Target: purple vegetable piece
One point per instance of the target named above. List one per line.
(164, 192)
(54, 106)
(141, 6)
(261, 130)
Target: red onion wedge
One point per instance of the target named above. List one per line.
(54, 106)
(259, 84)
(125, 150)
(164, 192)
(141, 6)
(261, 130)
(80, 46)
┄┄┄┄┄┄┄┄┄┄
* _REQUIRED TASK_
Reproduce the lines above verbatim.

* _OUTPUT OF THE TASK_
Target: purple vegetable piece
One point per instance of the target named above. List one per line.
(164, 192)
(54, 106)
(141, 6)
(261, 130)
Target: red onion wedge
One point per instance of the target named above. List one per line.
(54, 106)
(259, 84)
(125, 150)
(164, 192)
(141, 6)
(261, 130)
(80, 46)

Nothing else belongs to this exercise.